### Data supplied
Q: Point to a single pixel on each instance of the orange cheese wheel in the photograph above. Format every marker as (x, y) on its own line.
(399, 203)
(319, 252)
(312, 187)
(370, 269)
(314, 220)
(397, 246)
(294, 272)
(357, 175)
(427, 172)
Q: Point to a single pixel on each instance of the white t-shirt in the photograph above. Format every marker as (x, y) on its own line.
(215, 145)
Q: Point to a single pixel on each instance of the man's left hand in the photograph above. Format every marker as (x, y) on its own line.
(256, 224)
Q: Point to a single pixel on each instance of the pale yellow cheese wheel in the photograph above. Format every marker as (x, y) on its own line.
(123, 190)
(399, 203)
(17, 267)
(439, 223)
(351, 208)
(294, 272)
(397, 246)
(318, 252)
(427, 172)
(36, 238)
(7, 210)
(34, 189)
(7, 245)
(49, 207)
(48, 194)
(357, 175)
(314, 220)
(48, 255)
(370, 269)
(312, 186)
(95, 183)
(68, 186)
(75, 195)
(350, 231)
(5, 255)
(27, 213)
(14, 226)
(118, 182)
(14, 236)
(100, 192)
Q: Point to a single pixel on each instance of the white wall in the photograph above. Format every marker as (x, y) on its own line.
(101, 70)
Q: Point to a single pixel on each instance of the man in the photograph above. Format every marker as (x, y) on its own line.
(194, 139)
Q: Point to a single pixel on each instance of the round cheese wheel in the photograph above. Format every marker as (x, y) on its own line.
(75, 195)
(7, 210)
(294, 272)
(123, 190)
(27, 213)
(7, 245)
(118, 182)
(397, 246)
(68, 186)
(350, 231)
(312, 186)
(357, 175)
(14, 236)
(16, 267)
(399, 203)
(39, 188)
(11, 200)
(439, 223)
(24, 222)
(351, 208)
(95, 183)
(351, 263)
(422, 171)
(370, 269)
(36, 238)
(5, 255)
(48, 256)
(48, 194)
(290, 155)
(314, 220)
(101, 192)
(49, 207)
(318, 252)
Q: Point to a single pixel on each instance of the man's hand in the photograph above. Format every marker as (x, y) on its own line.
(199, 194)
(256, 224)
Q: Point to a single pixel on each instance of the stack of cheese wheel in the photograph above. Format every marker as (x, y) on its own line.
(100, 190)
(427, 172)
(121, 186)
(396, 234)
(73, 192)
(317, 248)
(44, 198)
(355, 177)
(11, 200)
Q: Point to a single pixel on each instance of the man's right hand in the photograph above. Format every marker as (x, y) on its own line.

### Directive
Retype each record exactly, leaving nothing out.

### Written answer
Q: Point to a single pixel on each instance of the orange cheese wheel in the photograph above. Format every marker as (x, y) on its own line.
(399, 203)
(319, 252)
(312, 187)
(370, 269)
(314, 220)
(397, 246)
(294, 272)
(357, 175)
(427, 172)
Q: Point to a single pixel on each instance of the white t-shirt in the photograph above. Format every marker as (x, y) on its own line.
(215, 145)
Q: Point to a single pixel on each instance of the man's left hand in the photograph above. Format every marker as (x, y) on its own line.
(256, 224)
Q: Point to a single pixel on each instance of the pale yellow cheese wheel in the photograph above. Format every marker as (x, y) on its own line.
(123, 190)
(399, 203)
(17, 267)
(439, 223)
(351, 208)
(294, 272)
(397, 246)
(318, 252)
(427, 172)
(36, 238)
(7, 210)
(34, 189)
(7, 245)
(49, 207)
(48, 194)
(357, 175)
(314, 220)
(48, 255)
(370, 269)
(312, 186)
(95, 183)
(68, 186)
(75, 195)
(350, 231)
(5, 255)
(27, 213)
(14, 226)
(118, 182)
(14, 236)
(100, 192)
Q: Point to a single pixel on each instance of the white wall in the photograph above. Format every marker as (x, y) on its own line.
(101, 70)
Q: Point to a single pixel on each instance of the man in the photograph above. Format every marker as (x, y) on its own line.
(194, 139)
Q: Point to a single pixel on each instance of the round cheese wheel in the photograph above. Format every marker as (x, y) on its own line.
(75, 195)
(7, 210)
(294, 272)
(123, 190)
(27, 213)
(7, 245)
(118, 182)
(397, 246)
(68, 186)
(350, 231)
(312, 186)
(357, 175)
(14, 236)
(16, 267)
(399, 203)
(39, 188)
(11, 200)
(439, 223)
(24, 222)
(351, 208)
(95, 183)
(351, 263)
(422, 171)
(370, 269)
(36, 238)
(5, 255)
(48, 256)
(48, 194)
(290, 155)
(314, 220)
(101, 192)
(49, 207)
(318, 252)
Q: Point to a single pixel on each instance of the man's hand in the photograph above. Format every marker as (x, y) on its own line.
(199, 194)
(256, 224)
Q: Point to a single pixel on each instance of the stack of cheese wheel in the photograph above. Format every marker as (x, y) on its own line.
(100, 190)
(427, 172)
(121, 186)
(396, 234)
(73, 192)
(317, 248)
(44, 198)
(355, 177)
(11, 200)
Q: Point to a single pixel on each instance of the man's right hand in the photograph above. Format every marker as (x, y) on its own line.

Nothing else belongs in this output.